(Dataset records)
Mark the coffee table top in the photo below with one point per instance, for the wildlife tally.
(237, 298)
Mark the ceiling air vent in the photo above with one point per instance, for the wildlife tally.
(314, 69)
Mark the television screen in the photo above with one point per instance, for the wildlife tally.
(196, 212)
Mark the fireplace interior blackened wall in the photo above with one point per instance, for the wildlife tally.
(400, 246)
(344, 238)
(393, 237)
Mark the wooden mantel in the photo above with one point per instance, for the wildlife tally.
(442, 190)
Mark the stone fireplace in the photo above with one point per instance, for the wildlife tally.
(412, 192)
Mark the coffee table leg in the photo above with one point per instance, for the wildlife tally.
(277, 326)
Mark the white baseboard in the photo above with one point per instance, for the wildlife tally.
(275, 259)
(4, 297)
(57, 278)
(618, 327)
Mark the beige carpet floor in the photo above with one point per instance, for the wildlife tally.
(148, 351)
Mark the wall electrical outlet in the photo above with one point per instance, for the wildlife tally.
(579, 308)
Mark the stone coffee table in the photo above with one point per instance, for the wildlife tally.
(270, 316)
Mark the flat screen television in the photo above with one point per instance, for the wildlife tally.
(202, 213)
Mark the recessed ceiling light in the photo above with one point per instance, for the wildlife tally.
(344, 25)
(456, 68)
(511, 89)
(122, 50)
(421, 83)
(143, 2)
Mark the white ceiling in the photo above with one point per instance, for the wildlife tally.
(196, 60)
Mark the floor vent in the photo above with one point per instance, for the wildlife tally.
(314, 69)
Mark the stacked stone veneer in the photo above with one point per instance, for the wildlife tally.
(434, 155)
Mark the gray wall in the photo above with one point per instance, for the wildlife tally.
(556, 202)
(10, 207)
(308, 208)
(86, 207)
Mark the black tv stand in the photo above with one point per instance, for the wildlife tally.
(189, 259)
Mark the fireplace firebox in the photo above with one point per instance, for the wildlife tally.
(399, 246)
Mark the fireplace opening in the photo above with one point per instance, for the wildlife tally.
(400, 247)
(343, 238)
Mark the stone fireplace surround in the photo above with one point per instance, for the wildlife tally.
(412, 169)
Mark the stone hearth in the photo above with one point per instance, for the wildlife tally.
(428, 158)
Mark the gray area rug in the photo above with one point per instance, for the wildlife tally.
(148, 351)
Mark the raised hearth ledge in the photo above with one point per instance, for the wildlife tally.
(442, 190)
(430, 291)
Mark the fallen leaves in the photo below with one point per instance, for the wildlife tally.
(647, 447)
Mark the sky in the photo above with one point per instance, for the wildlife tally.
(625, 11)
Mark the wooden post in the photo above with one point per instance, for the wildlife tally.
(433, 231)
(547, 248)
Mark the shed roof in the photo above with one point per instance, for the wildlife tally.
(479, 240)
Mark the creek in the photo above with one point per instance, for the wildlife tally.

Problem description: Reproduce all of the rows above, replacing every "wildlife tally" with "site inventory" and leaving everything else unchanged.

Output of the exercise:
Mark the coffee table top in the photo below with one point per instance, for the site inventory.
(237, 298)
Mark the ceiling air vent in the photo above with one point per instance, for the site inventory.
(314, 69)
Mark the television screen in the photo above with one point per instance, for the site inventory.
(196, 212)
Mark the fireplace interior blackened wall in the photo above with one point per instance, for the site inventory.
(400, 246)
(344, 238)
(393, 237)
Mark the wooden mantel in the photo above with one point per instance, for the site inventory.
(442, 190)
Mark the stone fireplace in the photo above with one point per instance, for the site inventory.
(412, 192)
Mark the coffee table leg in the photo above with one point per instance, for the site inventory.
(277, 326)
Mark the white baseboard in the photo above with one point per instance, for the site inventory.
(275, 259)
(4, 297)
(57, 278)
(618, 327)
Mark the beige carpet floor in the photo above with one point per instance, for the site inventory.
(148, 351)
Mark the wall electrical outlet in the photo above with one point per instance, for the site inventory.
(579, 308)
Mark the stone coffee table in the photo above with one point per instance, for the site inventory.
(270, 316)
Mark the flat screen television in the photo above with one point per instance, for the site inventory.
(202, 213)
Mark the recessed ceiling light in the photo above with one point per instance, for the site inventory.
(344, 25)
(456, 68)
(511, 89)
(122, 50)
(421, 83)
(143, 2)
Mark the white ceiling in the photo above with one point per instance, for the site inventory.
(196, 60)
Mark the floor vent in the photo above with one point per instance, for the site inventory.
(314, 69)
Mark the stacked stone veneer in the photo above with one point per instance, for the site inventory.
(434, 155)
Mark the gray wall in the photo above with one point per instance, for the site inventory.
(556, 202)
(10, 207)
(308, 208)
(86, 207)
Mark the black tv stand in the photo above with one point per instance, for the site inventory.
(189, 259)
Mark the fireplace firebox in the photo above with one point per instance, for the site inventory.
(399, 246)
Mark the fireplace opening in the photo above with one point per instance, for the site inventory.
(400, 247)
(343, 238)
Mark the stone fireplace surround in the photo above with one point per instance, for the site inventory.
(412, 169)
Mark the stone hearth in the photo above with one point per instance, for the site inventory.
(428, 158)
Mark the gray area rug in the photo above with one point per instance, for the site inventory.
(148, 351)
Mark the raised hearth ledge in the photo above with one point per instance, for the site inventory.
(442, 190)
(430, 291)
Mark the fallen leaves in the photo below with one point per instance, for the site inventory.
(647, 447)
Mark the sky in the photo above with one point per instance, for the site inventory.
(625, 11)
Mark the wooden post in the photo above with one point per instance, for the site inventory.
(433, 231)
(547, 248)
Mark the shed roof in the photo above with one point per instance, for the site inventory.
(479, 240)
Mark the creek in the photo above with one point per instance, for the site inventory.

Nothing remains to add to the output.